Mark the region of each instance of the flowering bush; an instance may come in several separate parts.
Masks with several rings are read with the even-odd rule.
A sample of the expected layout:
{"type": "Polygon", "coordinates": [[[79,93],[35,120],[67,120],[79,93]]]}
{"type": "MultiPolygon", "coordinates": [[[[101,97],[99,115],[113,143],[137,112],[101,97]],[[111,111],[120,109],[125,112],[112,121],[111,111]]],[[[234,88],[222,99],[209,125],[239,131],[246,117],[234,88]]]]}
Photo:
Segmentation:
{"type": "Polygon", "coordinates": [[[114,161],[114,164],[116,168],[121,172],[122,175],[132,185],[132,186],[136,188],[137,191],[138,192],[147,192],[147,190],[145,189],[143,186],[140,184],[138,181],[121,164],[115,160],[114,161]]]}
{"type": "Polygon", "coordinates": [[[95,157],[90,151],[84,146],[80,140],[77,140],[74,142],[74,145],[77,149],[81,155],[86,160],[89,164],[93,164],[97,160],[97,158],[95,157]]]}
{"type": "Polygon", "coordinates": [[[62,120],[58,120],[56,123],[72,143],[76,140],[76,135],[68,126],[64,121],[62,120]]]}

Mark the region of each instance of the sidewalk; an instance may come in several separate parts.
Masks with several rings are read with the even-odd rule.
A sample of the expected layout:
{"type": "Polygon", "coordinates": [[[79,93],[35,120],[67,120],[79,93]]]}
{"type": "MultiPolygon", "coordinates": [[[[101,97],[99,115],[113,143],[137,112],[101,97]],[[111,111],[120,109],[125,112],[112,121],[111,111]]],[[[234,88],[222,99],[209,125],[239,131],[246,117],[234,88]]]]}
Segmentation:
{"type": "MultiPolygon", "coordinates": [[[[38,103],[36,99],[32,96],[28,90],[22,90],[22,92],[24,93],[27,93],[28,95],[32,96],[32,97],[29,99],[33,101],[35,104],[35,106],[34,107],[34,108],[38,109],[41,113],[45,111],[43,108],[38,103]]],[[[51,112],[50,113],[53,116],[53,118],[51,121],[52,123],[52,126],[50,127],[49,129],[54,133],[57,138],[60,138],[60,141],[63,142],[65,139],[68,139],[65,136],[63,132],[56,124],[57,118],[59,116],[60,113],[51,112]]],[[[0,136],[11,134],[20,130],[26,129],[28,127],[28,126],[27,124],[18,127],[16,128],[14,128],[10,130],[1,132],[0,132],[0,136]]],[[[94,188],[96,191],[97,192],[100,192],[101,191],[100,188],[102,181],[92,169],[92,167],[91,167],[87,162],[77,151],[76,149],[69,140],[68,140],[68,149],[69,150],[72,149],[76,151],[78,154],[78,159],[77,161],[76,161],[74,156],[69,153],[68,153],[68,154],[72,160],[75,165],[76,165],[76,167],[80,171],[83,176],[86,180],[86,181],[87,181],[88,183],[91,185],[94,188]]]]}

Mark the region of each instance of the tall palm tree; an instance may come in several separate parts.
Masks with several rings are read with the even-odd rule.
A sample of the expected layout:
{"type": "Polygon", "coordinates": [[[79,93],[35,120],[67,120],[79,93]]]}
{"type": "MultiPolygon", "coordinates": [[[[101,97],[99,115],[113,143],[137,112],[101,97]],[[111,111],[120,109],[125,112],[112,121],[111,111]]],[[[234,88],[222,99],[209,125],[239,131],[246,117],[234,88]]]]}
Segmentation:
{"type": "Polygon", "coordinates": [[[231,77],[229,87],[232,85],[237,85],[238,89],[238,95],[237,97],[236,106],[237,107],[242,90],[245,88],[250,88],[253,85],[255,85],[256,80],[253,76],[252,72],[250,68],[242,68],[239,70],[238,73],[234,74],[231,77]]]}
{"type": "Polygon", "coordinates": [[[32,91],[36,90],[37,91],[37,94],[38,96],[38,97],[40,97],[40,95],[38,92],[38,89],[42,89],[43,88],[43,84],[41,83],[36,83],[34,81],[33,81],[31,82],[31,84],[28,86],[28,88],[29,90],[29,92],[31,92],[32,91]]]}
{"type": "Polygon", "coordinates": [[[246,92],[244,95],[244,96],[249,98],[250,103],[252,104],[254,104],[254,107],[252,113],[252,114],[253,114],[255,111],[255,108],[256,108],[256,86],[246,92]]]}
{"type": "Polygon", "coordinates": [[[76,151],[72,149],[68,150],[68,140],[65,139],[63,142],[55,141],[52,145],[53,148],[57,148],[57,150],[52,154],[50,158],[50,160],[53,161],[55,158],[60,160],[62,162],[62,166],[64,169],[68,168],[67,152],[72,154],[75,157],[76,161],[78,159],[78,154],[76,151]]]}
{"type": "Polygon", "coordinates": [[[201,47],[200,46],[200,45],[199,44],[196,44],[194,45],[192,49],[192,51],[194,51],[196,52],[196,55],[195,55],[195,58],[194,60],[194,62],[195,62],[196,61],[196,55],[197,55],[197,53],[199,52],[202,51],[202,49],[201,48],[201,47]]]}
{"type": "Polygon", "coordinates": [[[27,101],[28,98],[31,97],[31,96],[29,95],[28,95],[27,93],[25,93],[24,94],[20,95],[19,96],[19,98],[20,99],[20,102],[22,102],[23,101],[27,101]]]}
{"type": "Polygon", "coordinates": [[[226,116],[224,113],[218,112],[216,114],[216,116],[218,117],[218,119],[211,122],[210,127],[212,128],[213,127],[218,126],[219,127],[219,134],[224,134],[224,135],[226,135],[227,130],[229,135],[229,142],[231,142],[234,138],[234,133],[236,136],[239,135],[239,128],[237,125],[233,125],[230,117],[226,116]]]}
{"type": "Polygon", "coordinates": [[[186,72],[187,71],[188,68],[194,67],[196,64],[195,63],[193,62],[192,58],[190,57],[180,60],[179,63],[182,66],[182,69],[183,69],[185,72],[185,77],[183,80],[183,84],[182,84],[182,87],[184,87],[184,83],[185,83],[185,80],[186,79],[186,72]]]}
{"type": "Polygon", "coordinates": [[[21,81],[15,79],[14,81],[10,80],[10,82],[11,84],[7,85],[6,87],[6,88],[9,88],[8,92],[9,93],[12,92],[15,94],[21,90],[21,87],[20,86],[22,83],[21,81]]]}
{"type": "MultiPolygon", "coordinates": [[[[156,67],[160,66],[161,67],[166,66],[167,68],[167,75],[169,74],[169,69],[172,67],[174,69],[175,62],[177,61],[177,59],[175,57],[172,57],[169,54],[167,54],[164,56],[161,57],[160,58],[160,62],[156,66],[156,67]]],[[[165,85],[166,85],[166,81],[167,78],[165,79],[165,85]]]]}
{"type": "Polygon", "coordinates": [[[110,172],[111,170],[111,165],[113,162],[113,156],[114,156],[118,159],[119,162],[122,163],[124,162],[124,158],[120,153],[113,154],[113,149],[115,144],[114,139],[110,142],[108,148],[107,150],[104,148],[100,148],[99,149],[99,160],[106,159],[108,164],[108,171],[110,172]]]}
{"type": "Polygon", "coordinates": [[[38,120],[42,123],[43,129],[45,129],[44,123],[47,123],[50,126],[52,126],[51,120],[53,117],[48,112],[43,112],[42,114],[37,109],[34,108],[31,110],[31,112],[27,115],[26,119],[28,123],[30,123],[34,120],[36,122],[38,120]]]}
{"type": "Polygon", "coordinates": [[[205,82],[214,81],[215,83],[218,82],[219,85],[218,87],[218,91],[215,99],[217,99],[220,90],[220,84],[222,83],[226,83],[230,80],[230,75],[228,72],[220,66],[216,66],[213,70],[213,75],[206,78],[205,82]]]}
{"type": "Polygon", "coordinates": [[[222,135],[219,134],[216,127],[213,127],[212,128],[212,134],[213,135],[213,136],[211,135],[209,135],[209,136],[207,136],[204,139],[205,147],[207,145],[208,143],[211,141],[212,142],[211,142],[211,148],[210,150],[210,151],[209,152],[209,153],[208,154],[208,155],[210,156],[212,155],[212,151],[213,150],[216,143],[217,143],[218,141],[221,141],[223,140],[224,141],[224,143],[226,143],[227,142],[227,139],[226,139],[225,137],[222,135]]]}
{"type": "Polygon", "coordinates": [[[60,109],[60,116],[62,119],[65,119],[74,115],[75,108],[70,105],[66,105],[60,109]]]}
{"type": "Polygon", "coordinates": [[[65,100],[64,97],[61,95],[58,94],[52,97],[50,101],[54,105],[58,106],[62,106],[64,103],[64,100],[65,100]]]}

Exercise instructions: Pull out every line of the records above that contains the word "Mark" and copy each one unchanged, treating uppercase and lowercase as different.

Final answer:
Mark the region of each instance of the flowering bush; an instance may come in several separate parts.
Mark the region of each instance of the sidewalk; an instance may come in several separate parts.
Mark the region of each instance of the tall palm tree; an instance may come in several separate parts.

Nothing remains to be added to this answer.